§ **YOUR TASK**
Copy out each of the items below word for word, changing nothing.

# EXTRACTED MATERIAL start

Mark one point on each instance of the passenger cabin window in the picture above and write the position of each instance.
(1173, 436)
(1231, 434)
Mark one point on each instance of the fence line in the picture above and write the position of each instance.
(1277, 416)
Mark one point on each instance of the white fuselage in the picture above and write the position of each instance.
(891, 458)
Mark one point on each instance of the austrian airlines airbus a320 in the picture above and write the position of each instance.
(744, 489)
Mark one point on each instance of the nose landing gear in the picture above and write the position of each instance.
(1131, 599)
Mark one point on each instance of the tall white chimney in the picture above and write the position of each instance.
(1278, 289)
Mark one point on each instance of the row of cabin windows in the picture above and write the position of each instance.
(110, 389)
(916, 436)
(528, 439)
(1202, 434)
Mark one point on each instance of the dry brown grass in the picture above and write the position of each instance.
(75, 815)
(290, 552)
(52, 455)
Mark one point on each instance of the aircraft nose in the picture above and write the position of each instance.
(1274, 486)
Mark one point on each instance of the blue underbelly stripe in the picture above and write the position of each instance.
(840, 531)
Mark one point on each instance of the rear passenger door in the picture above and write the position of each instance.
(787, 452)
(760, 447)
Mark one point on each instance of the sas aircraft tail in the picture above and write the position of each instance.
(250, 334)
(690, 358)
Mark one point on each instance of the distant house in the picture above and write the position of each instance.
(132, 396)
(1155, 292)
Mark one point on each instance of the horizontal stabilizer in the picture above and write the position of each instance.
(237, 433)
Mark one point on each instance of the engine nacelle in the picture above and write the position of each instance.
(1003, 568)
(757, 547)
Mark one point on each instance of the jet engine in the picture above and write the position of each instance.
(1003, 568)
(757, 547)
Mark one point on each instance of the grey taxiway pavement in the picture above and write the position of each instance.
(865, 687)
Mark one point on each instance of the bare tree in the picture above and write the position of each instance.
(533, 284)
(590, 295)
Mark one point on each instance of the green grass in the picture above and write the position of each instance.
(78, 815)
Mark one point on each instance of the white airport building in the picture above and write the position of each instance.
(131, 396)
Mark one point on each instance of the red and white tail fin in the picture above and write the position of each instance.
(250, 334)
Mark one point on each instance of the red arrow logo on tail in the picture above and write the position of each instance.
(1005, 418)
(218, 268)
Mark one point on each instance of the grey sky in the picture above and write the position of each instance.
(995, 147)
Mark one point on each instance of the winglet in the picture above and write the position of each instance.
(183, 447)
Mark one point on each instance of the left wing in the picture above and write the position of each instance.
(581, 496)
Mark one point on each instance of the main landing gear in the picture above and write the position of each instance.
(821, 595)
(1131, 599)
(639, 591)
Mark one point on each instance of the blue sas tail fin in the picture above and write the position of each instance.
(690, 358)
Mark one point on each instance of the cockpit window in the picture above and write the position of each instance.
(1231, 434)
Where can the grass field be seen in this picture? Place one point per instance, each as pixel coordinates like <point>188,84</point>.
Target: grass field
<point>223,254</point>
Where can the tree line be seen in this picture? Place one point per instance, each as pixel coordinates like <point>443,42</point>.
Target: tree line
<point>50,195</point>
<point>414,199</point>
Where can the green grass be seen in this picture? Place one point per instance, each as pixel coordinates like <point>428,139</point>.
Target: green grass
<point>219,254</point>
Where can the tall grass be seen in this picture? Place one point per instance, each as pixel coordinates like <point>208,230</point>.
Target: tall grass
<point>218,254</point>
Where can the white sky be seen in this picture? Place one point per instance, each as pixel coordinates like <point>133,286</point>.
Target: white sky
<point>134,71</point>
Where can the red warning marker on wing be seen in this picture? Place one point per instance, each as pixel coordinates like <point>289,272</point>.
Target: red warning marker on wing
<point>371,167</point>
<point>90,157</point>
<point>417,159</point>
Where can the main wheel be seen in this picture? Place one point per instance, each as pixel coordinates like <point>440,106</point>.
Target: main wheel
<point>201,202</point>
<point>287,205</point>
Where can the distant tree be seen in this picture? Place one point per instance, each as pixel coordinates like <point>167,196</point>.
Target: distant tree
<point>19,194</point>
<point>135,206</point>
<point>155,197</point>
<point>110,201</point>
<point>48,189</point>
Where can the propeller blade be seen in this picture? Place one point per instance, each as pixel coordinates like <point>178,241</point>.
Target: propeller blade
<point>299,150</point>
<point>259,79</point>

# EXTRACTED MATERIAL end

§ **RESPONSE**
Mark one point on each instance of the passenger cabin window in the picture above and write the position of each instance.
(1173, 436)
(1231, 434)
Mark one point on each instance of the fence line in the picture above and write the position of each instance.
(1277, 416)
Mark one point on each instance of the white fuselage in the picture above and write the position of each instance.
(891, 458)
Mark one point on each instance of the austrian airlines airbus a320 in the picture above and write the position of each instance.
(744, 489)
Mark one point on each instance of the nose landing gear in the picture above and write the position of each instance.
(1131, 599)
Mark one point on each instance of the tall white chimney in the picture above and write the position of each instance.
(1278, 289)
Mark one point on each instance of the row of cabin windows in the picture above and write the position of each instance.
(110, 389)
(916, 436)
(528, 439)
(1202, 434)
Mark one point on each instance of the dry brown grass in the picture above and write the position of each instance.
(75, 815)
(290, 552)
(52, 455)
Mark one point on each instance of the aircraft nose in the picture above and write the position of each instance.
(1274, 486)
Mark one point on each instance of the blue underbelly stripe in the picture above and write the position of each instance.
(840, 531)
Mark one point on each instance of the rear passenger door in the picture above and write the position of each instance.
(787, 452)
(760, 447)
Mark one point on each instance of the sas aircraft tail in the picture above and write the position of each instance.
(250, 334)
(690, 358)
Mark one point on each instance of the distant house in the picture above and write the position of each instance.
(132, 396)
(1155, 292)
Mark one point on each instance of the horizontal stabilizer in the picture above and write the position of each instance.
(237, 433)
Mark one point on each instance of the engine nacelle in the picture above and write the position of each instance.
(1003, 568)
(757, 547)
Mark one point on each instance of the jet engine in the picture above and write the position of each instance.
(1003, 568)
(757, 547)
Mark one point on each instance of the grey taxiway pavement in the picture above and write the position of each instance.
(865, 687)
Mark one point on each instance of the bare tree in the picture above and write the position of each instance.
(533, 284)
(590, 295)
Mark one point on each instance of the green grass in the picture above and write the position of each instance.
(78, 815)
Mark one point on each instance of the white airport building in the picture above and write the position of each instance.
(131, 396)
Mark one point on each instance of the red and white tail fin in the picture above and write the position of each instance.
(250, 334)
Mark one point on each instance of the red arrow logo on tail in the picture above and write the position of each instance.
(1005, 418)
(218, 268)
Mark one point on each instance of the grey sky in the picture above and write the position of each instance.
(995, 147)
Mark one point on each instance of the winglet in the picture above and write the position of each instance.
(183, 447)
Mark one point on each instance of the left wing in the picture above and write the position of each instance.
(581, 496)
Mark one point on each instance of the main landing gear in the picture above and write the position of each instance.
(821, 595)
(1131, 599)
(639, 591)
Mark one point on each instance of the blue sas tail fin in the picture above and write the position of each instance.
(690, 358)
Mark one point on each instance of the cockpit window in the picture above and write the position of each instance.
(1231, 434)
Where can the grass field be seen in this picture? Place one point per instance, each as pixel coordinates like <point>188,84</point>.
Target: grass field
<point>223,254</point>
Where can the tree line be seen in this picture? Place one point per instance, each as pixel coordinates like <point>443,42</point>.
Target: tree line
<point>50,195</point>
<point>414,199</point>
Where can the green grass be seen in this picture? Place one point per instance, each as pixel coordinates like <point>428,139</point>.
Target: green grass
<point>219,254</point>
Where can the tall grass be seen in this picture? Place one point per instance, each as pixel coordinates like <point>208,230</point>.
Target: tall grass
<point>218,254</point>
Where can the white sky be seen in this picture? Place one point per instance, each as pixel coordinates like <point>133,286</point>.
Target: white sky
<point>134,71</point>
Where can the red warning marker on wing be seen in this picture? Place one point per instance, each as pixel coordinates like <point>289,272</point>.
Target: red warning marker on wing
<point>371,167</point>
<point>90,157</point>
<point>417,159</point>
Where can the main wheel be seen in this picture? Place one point per instance, each as pixel coordinates like <point>440,106</point>.
Target: main wheel
<point>201,202</point>
<point>287,205</point>
Where can the distant tree be seen in this picture? Place one point per instance, each as pixel coordinates like <point>167,196</point>.
Target: distant tree
<point>19,194</point>
<point>135,206</point>
<point>155,197</point>
<point>110,201</point>
<point>48,189</point>
Where can the propeller blade be seen in this picture? Place one point per instance, each as pixel coordinates like <point>178,241</point>.
Target: propeller blade
<point>299,150</point>
<point>259,79</point>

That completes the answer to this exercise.